Work request: Transcribe the following records in full, exactly as shown.

Dataset entries
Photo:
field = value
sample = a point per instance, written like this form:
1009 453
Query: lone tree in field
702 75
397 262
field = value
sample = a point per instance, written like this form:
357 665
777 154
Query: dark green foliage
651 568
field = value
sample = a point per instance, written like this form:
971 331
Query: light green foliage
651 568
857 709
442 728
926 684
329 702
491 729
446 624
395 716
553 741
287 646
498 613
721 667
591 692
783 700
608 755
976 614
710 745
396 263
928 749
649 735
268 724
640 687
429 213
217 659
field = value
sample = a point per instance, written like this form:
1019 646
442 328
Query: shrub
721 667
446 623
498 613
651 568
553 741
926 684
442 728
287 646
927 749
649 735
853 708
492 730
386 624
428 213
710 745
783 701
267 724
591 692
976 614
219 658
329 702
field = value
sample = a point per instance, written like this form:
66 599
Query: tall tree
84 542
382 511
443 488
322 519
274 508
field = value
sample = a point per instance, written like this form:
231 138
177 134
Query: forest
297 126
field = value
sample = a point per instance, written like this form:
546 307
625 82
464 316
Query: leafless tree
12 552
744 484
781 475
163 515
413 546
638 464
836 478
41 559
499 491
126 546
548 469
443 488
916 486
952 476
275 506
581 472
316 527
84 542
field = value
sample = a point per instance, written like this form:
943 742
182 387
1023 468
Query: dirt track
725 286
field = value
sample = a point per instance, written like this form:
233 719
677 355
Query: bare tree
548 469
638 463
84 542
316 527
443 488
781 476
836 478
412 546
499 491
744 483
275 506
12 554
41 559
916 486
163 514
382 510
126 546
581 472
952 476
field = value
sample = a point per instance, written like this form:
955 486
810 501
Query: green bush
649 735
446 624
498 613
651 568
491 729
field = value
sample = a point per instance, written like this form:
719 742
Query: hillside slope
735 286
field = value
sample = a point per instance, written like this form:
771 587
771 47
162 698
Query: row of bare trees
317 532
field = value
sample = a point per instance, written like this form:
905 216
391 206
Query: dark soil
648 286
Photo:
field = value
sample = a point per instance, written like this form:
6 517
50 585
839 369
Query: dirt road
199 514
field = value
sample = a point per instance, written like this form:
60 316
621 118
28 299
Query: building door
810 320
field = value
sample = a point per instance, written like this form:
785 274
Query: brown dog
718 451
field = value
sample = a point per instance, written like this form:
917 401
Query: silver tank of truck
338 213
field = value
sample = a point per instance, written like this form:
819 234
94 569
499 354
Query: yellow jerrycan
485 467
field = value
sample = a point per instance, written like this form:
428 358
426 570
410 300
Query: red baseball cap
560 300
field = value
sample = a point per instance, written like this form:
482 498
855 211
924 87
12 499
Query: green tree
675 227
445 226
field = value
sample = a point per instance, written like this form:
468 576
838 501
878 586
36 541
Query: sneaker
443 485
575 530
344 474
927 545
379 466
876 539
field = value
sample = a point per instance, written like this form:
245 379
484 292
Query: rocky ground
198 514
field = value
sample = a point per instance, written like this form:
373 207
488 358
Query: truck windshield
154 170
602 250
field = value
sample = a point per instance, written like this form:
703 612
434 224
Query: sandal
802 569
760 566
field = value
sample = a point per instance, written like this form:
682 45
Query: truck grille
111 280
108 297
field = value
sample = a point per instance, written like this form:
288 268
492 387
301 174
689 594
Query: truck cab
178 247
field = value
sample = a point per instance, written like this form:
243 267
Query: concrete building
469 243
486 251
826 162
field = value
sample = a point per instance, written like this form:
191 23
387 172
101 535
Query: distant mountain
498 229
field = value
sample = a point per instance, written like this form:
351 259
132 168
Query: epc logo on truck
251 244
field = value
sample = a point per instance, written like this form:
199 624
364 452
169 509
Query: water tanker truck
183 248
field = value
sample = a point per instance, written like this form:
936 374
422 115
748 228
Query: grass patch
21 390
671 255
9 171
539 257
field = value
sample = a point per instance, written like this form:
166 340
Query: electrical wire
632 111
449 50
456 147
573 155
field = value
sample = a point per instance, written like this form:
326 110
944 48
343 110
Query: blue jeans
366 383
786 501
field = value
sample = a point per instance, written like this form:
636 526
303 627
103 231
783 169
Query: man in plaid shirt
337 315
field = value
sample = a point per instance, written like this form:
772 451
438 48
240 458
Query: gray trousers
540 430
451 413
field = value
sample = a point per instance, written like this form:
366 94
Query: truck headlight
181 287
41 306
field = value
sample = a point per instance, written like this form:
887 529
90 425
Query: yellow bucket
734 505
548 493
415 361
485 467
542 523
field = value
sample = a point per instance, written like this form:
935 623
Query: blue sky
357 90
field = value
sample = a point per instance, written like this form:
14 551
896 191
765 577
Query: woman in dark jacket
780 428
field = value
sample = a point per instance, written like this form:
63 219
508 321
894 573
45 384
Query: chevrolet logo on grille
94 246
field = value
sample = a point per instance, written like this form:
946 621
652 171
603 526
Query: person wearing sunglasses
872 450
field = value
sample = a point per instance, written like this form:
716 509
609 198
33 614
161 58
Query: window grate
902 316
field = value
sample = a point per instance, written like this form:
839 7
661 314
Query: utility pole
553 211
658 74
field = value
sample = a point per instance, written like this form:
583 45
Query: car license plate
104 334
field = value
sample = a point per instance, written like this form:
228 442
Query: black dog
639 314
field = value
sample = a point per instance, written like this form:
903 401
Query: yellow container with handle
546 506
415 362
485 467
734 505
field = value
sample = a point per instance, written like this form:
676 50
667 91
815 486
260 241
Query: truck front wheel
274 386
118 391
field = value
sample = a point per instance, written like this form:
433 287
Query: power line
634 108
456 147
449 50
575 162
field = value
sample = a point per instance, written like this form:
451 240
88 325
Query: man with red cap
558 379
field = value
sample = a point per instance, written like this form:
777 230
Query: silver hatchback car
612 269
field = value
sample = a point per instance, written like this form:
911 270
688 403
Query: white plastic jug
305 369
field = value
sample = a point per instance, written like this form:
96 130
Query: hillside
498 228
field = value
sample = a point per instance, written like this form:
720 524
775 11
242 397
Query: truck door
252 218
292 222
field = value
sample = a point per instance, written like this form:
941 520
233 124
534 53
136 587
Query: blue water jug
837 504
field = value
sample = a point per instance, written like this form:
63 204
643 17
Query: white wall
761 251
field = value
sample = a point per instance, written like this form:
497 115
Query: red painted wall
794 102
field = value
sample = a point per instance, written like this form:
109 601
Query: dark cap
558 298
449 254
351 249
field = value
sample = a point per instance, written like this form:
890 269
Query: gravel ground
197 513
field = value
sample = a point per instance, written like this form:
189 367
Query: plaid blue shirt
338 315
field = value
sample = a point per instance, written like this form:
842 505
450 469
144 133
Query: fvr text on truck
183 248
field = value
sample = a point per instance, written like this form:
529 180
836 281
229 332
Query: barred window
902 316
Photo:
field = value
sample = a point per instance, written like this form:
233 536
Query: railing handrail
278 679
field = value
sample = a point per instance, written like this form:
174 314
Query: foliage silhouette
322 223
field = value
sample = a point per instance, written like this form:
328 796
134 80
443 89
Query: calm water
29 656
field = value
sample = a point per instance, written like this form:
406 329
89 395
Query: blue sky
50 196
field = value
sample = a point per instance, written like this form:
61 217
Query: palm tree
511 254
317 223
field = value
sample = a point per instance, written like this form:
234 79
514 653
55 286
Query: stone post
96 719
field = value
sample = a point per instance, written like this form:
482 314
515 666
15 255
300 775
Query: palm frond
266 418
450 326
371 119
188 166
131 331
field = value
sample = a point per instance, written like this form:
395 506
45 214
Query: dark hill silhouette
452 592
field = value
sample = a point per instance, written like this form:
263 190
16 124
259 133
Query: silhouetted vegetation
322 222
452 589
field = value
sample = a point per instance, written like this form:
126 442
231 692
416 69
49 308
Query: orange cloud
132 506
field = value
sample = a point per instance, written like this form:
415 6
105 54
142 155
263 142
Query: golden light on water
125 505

Output of the task:
Photo:
field = value
sample = a point per instance, written like this form:
1009 453
Query: lone tree in field
702 75
397 262
field = value
sample = a point per instance, written like this form:
357 665
777 154
Query: dark green foliage
651 568
field = value
sample = a point per instance, written like this form:
971 331
Query: light green foliage
651 568
857 709
442 728
926 684
329 702
491 729
446 624
395 716
553 741
287 646
498 613
721 667
591 692
783 700
608 755
976 614
710 745
396 263
928 749
649 735
268 724
640 687
429 213
217 659
field = value
sample = a point per instance, written like this form:
1019 646
442 328
Query: shrub
721 667
446 623
498 613
651 568
553 741
926 684
442 728
287 646
927 749
649 735
853 708
492 730
386 624
428 213
710 745
783 701
267 724
591 692
976 614
219 658
329 702
field = value
sample = a point per instance, written like this form:
66 599
Query: tall tree
84 542
382 511
443 488
322 519
274 508
field = value
sample = a point per instance, written like this form:
231 138
177 134
Query: forest
297 126
field = value
sample = a point per instance, written like this form:
546 307
625 82
464 316
Query: leafless tree
12 552
744 484
781 475
163 515
413 546
638 464
836 478
41 559
499 491
126 546
548 469
443 488
916 486
952 476
275 506
581 472
316 527
84 542
field = value
sample = a point per instance, written like this form:
943 742
182 387
1023 468
Query: dirt track
725 286
field = value
sample = a point per instance, written like this form:
233 719
677 355
Query: bare tree
548 469
638 463
84 542
316 527
443 488
781 476
836 478
412 546
499 491
744 483
275 506
12 554
41 559
916 486
163 514
382 510
126 546
581 472
952 476
field = value
sample = a point per instance, written like this form:
955 486
810 501
Query: green bush
649 735
446 624
498 613
651 568
491 729
field = value
sample = a point per instance, written like this form:
719 742
Query: hillside slope
735 286
field = value
sample = a point per instance, written like this form:
771 587
771 47
162 698
Query: row of bare trees
317 532
field = value
sample = a point per instance, written like this form:
905 216
391 206
Query: dark soil
648 286
Photo:
field = value
sample = a point per instance, written like this form:
6 517
50 585
839 369
Query: dirt road
199 514
field = value
sample = a point per instance, written like this form:
60 316
621 118
28 299
Query: building door
810 320
field = value
sample = a point per instance, written like this form:
785 274
Query: brown dog
718 451
field = value
sample = a point per instance, written like this form:
917 401
Query: silver tank of truck
338 213
field = value
sample = a point per instance, written like this form:
819 234
94 569
499 354
Query: yellow jerrycan
485 467
field = value
sample = a point per instance, written like this form:
428 358
426 570
410 300
Query: red baseball cap
560 300
field = value
sample = a point per instance, written like this form:
482 498
855 211
924 87
12 499
Query: green tree
675 227
445 226
field = value
sample = a point per instance, written like this form:
468 576
838 501
878 586
36 541
Query: sneaker
443 485
575 530
344 474
927 545
379 466
876 539
field = value
sample = a point per instance, written like this form:
245 379
484 292
Query: rocky ground
198 514
field = value
sample = a point per instance, written like this form:
373 207
488 358
Query: truck windshield
154 170
602 250
field = value
sample = a point per instance, written like this form:
703 612
434 224
Query: sandal
802 569
760 566
field = value
sample = a point per instance, written like this form:
682 45
Query: truck grille
111 280
108 297
field = value
sample = a point per instance, written like this form:
288 268
492 387
301 174
689 594
Query: truck cab
178 247
field = value
sample = a point per instance, written like this form:
243 267
Query: concrete building
469 243
486 251
826 162
field = value
sample = a point per instance, written like this form:
191 23
387 172
101 535
Query: distant mountain
498 229
field = value
sample = a point per instance, written like this form:
351 259
132 168
Query: epc logo on truck
251 244
field = value
sample = a point per instance, written like this form:
199 624
364 452
169 509
Query: water tanker truck
183 248
field = value
sample = a point per instance, written like this form:
936 374
422 115
748 228
Query: grass patch
21 390
671 255
9 171
539 257
field = value
sample = a point per instance, written like this form:
166 340
Query: electrical wire
632 111
449 50
456 147
573 155
field = value
sample = a point per instance, written like this form:
326 110
944 48
343 110
Query: blue jeans
366 383
786 501
field = value
sample = a point per instance, written like this form:
636 526
303 627
103 231
783 169
Query: man in plaid shirt
337 315
field = value
sample = a point per instance, written like this form:
772 451
438 48
240 458
Query: gray trousers
540 430
451 413
field = value
sample = a point per instance, written like this form:
366 94
Query: truck headlight
181 287
41 306
field = value
sample = a point per instance, written like this form:
887 529
90 425
Query: yellow bucket
734 505
548 493
415 361
485 467
542 523
field = value
sample = a point per instance, written like this form:
935 623
Query: blue sky
357 90
field = value
sample = a point per instance, written like this form:
14 551
896 191
765 577
Query: woman in dark jacket
780 428
field = value
sample = a point per instance, written like this form:
63 219
508 321
894 573
45 384
Query: chevrolet logo on grille
94 246
field = value
sample = a point per instance, written like this form:
946 621
652 171
603 526
Query: person wearing sunglasses
872 450
field = value
sample = a point per instance, written like this form:
716 509
609 198
33 614
161 58
Query: window grate
902 316
field = value
sample = a point per instance, written like this form:
839 7
661 314
Query: utility pole
553 211
658 74
field = value
sample = a point per instance, written like this form:
583 45
Query: car license plate
104 334
field = value
sample = a point per instance, written like this form:
228 442
Query: black dog
639 314
field = value
sample = a point per instance, written like this form:
903 401
Query: yellow container with handle
546 506
415 362
485 467
734 505
field = value
sample = a point per instance, written like this form:
676 50
667 91
815 486
260 241
Query: truck front wheel
274 386
118 391
field = value
sample = a point per instance, written like this form:
433 287
Query: power line
634 108
456 147
449 50
575 162
field = value
sample = a point per instance, written like this form:
451 240
88 325
Query: man with red cap
558 379
field = value
sample = a point per instance, written like this form:
777 230
Query: silver hatchback car
612 269
field = value
sample = a point per instance, written like this form:
911 270
688 403
Query: white plastic jug
305 369
field = value
sample = a point per instance, written like this form:
96 130
Query: hillside
498 228
field = value
sample = a point per instance, written like this form:
720 524
775 11
242 397
Query: truck door
252 218
292 222
field = value
sample = a point per instance, written like this form:
941 520
233 124
534 53
136 587
Query: blue water jug
837 504
field = value
sample = a point per instance, written like this form:
63 204
643 17
Query: white wall
761 251
field = value
sample = a point per instance, written like this form:
497 115
Query: red painted wall
794 102
field = value
sample = a point per instance, written like this form:
109 601
Query: dark cap
558 298
449 254
351 249
field = value
sample = a point per instance, written like this form:
890 269
Query: gravel ground
197 513
field = value
sample = a point per instance, written like this form:
189 367
Query: plaid blue shirt
338 315
field = value
sample = a point per instance, written like this form:
842 505
450 469
144 133
Query: fvr text on truck
183 248
field = value
sample = a point per instance, written like this form:
529 180
836 281
229 332
Query: barred window
902 316
Photo:
field = value
sample = a point per instance, written like this form:
233 536
Query: railing handrail
278 679
field = value
sample = a point per instance, written like this form:
174 314
Query: foliage silhouette
322 223
field = value
sample = a point per instance, written like this form:
328 796
134 80
443 89
Query: calm water
29 656
field = value
sample = a point per instance, written like this form:
406 329
89 395
Query: blue sky
50 196
field = value
sample = a point per instance, written like this form:
61 217
Query: palm tree
511 254
317 223
field = value
sample = a point per instance, written like this form:
234 79
514 653
55 286
Query: stone post
96 719
field = value
sample = a point per instance, written like this form:
482 314
515 666
15 255
300 775
Query: palm frond
266 418
450 326
371 119
188 166
131 331
field = value
sample = a point per instance, written like this form:
395 506
45 214
Query: dark hill silhouette
452 592
field = value
sample = a point per instance, written like this form:
263 190
16 124
259 133
Query: silhouetted vegetation
322 222
452 589
field = value
sample = a point per instance, written like this form:
126 442
231 692
416 69
49 308
Query: orange cloud
132 506
field = value
sample = a point per instance, written like this form:
415 6
105 54
142 155
263 142
Query: golden light on water
125 505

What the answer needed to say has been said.